— DIRECTIONS FOR THIS TASK —
Return the lines of the items unchanged, from the line with "Each instance of the beige" to the line with "point_to(query) identifies every instance of the dark", including both of those lines.

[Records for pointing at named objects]
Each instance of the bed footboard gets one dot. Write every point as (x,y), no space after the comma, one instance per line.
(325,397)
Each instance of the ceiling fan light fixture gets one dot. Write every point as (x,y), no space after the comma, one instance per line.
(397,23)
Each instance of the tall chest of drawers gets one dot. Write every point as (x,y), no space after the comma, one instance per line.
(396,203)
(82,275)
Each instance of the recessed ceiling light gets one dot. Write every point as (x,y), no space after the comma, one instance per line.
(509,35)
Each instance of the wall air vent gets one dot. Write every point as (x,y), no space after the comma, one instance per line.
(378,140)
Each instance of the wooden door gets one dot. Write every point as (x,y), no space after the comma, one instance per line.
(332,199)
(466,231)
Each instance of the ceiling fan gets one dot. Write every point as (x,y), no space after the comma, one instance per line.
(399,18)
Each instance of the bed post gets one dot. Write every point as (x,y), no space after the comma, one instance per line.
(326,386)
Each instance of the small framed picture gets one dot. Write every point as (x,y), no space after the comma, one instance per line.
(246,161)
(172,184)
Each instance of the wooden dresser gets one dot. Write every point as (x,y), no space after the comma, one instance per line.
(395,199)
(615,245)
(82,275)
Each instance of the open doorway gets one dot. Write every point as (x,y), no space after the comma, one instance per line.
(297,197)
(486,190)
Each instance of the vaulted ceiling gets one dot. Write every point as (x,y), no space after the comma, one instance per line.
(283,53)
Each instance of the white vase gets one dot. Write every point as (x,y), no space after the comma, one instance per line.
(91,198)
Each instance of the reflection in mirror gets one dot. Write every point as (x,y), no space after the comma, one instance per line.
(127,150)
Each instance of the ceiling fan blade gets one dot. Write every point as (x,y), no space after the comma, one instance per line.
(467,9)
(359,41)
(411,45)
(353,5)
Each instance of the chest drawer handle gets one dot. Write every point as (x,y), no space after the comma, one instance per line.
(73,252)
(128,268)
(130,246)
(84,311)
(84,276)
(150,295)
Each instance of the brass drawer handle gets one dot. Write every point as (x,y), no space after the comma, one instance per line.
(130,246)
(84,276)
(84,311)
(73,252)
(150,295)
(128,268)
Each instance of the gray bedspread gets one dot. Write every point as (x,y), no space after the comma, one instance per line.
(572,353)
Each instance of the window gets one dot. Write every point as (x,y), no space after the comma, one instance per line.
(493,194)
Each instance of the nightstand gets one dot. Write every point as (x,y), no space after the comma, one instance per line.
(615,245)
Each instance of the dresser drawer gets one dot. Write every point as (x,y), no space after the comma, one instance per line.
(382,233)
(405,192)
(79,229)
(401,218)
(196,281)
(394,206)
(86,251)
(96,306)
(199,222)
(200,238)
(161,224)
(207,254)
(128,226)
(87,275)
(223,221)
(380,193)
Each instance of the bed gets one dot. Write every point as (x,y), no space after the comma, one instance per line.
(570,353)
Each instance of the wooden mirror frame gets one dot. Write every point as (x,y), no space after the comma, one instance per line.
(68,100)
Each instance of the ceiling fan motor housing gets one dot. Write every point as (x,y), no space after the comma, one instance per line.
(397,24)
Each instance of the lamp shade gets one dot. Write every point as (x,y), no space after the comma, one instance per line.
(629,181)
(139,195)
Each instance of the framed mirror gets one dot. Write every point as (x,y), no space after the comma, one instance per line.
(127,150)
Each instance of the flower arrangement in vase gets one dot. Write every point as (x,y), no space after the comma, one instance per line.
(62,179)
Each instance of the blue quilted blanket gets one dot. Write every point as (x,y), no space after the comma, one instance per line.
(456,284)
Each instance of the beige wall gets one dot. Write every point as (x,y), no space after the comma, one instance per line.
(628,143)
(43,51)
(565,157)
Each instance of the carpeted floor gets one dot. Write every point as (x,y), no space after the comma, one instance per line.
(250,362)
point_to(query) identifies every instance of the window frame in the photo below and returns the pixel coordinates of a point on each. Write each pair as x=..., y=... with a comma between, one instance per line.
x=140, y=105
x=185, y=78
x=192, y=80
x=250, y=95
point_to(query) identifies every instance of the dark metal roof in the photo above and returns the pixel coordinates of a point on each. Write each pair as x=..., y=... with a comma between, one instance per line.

---

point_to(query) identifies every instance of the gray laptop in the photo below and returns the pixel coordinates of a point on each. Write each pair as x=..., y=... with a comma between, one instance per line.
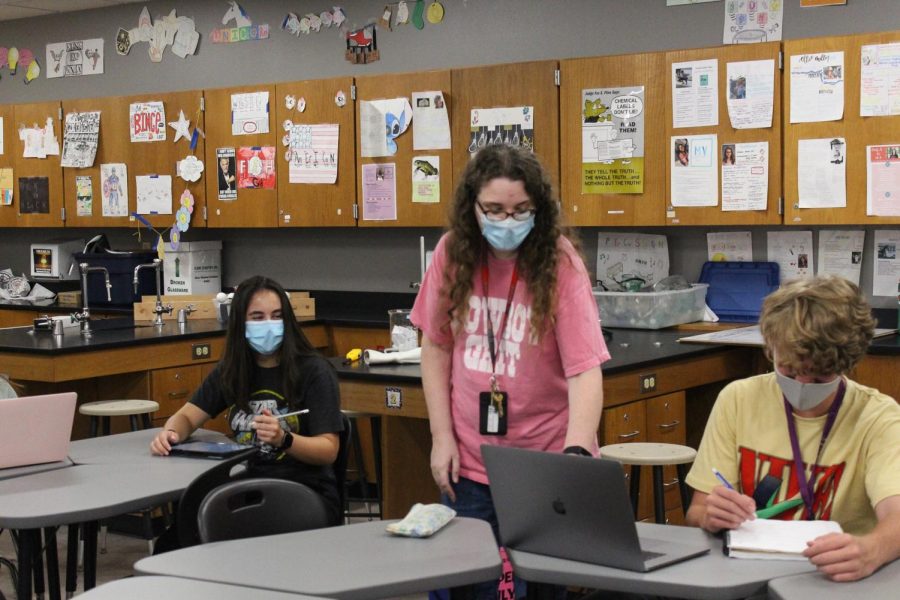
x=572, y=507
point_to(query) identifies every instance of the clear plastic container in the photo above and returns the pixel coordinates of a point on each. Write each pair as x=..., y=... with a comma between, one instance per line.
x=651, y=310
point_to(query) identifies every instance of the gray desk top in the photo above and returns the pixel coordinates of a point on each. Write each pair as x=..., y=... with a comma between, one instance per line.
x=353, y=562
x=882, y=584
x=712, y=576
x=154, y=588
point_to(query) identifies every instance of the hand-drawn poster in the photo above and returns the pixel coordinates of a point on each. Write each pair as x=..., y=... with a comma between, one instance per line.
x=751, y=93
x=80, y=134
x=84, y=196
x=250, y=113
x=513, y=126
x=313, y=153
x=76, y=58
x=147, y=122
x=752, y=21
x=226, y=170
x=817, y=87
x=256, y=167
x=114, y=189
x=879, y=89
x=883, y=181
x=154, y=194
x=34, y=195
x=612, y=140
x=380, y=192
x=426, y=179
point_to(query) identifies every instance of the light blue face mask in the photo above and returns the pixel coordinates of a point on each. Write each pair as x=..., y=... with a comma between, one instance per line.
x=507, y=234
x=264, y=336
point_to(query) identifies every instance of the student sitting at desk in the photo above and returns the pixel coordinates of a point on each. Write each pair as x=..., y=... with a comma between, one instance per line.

— COMPLETE ANSWER —
Each instance of the beige wall gets one dot. Write every point as (x,y), no space after the comma, one instance per line.
(628,143)
(43,51)
(565,157)
Each instance of the carpeted floor gets one dot. Write every point as (x,y), no space after the comma, one instance per line.
(250,362)
point_to(query) identifies every instance of the window frame in the photo below and returns the pixel coordinates of a point on each. Write each pair as x=..., y=... with a comma between, one instance per line.
x=140, y=105
x=185, y=78
x=192, y=80
x=250, y=95
point_to(query) identifies every instance of the dark metal roof in the photo above and returns the pixel coordinates of a point on each. Write each pair as x=..., y=... with a comma between, one instance per line.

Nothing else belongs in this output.